**WHAT YOU WILL DO:**
a - In the passage on health journalism in Lesotho, translate this sentence into Spanish: "Forty percent of all children under age 5 suffer malnutrition-caused stunting."
b - According to the passage on health journalism in Lesotho, how many local health workers were the new dormitories built for?
c - Duplicate the part of the passage on health journalism in Lesotho starting with "That’s why I, The" and going on through "neighboring South Africa?".

**PASSAGE PROVIDED:**
========

MASERU, Lesotho – A recent article appeared in the Lesotho media with little fanfare, like thousands of health-related articles before it. Yet it fueled my strategy to cultivate journalism education and professional training in Africa’s tiny “Mountain Kingdom.”
As the Lesotho Times article reported, the Ministry of Health unveiled shiny new dormitories for 120 local nurses, pharmacists and lab technicians. The Basotho reporter, presumably with head down, scribbling furiously, noted that speakers thanked the contractor, engineer and U.S. donors. Solar panels made the dorms energy-efficient, while the national water supplier “played a pivotal role … by building a sewer line.”
Nowhere, though, did the reporter illuminate the essential Why: “Why were these dorms built? Why are they so important? Why should readers even care?”
This example illuminates an ongoing pattern in one of Africa’s sickliest countries: the unserious state of media in a society that desperately needs serious and responsible health journalism.
That’s why I, The Media Missionary of Maseru, work so maniacally to plant the seed of journalism education and training – and nurture its growth.
Lesotho endures the world’s third-highest rate of HIV infection – a mind-boggling 23 percent among all those aged 15-49. Forty percent of all children under age 5 suffer malnutrition-caused stunting. According to the UN’s Human Development Index, the country ranks just 158th – out of 186 states world-wide.
Meanwhile, Lesotho is often described as a “country without doctors.” Yet the brain-drain extends to nurses and other health professionals: Why stay home when you can earn four or five times as much in neighboring South Africa?
The Lesotho Times article, then, did a disservice to readers: it failed to highlight why the free housing was an incentive to keep skilled health workers at home, where they’re most needed. Moreover, if the goal is to retain professionals, where was their voice? Why not “humanize” the story, to hear how free housing might improve their lives? In a country with so many negative trends, why not spotlight these positive steps?

========

**MATERIAL PROVIDED:**
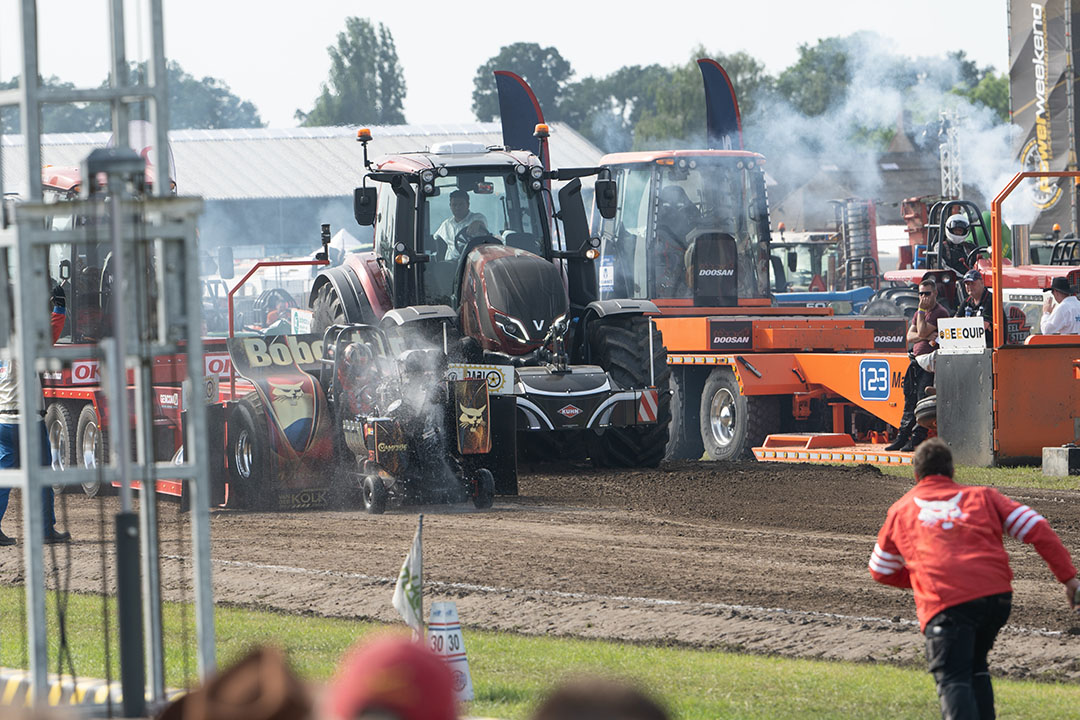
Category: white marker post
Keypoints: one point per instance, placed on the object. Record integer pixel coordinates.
(444, 637)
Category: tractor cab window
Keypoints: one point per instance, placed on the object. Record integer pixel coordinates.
(667, 211)
(385, 222)
(471, 208)
(623, 266)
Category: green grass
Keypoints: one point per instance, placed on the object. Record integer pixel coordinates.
(512, 673)
(1007, 477)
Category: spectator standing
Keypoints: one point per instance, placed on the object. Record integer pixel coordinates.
(979, 302)
(944, 541)
(1061, 310)
(922, 337)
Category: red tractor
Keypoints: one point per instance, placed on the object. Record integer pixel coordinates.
(469, 258)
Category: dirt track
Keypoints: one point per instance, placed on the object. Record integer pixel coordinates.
(756, 557)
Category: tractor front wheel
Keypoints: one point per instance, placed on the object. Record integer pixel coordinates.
(250, 467)
(620, 345)
(375, 494)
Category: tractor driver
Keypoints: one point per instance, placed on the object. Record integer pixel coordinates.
(676, 216)
(462, 226)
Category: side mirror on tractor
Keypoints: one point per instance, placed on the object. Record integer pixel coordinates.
(607, 197)
(363, 205)
(226, 265)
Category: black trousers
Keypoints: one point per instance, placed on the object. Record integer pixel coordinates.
(958, 640)
(916, 381)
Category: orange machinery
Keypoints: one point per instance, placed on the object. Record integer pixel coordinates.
(1004, 405)
(691, 234)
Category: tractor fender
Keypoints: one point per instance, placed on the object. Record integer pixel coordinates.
(401, 316)
(361, 285)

========

**PER-TASK OUTPUTS:**
a - El cuarenta por ciento de todos los niños menores de 5 años sufre retraso del crecimiento causado por la desnutrición.

b - The dormitories were built for 120 local nurses, pharmacists and lab technicians.

c -
That’s why I, The Media Missionary of Maseru, work so maniacally to plant the seed of journalism education and training – and nurture its growth.
Lesotho endures the world’s third-highest rate of HIV infection – a mind-boggling 23 percent among all those aged 15-49. Forty percent of all children under age 5 suffer malnutrition-caused stunting. According to the UN’s Human Development Index, the country ranks just 158th – out of 186 states world-wide.
Meanwhile, Lesotho is often described as a “country without doctors.” Yet the brain-drain extends to nurses and other health professionals: Why stay home when you can earn four or five times as much in neighboring South Africa?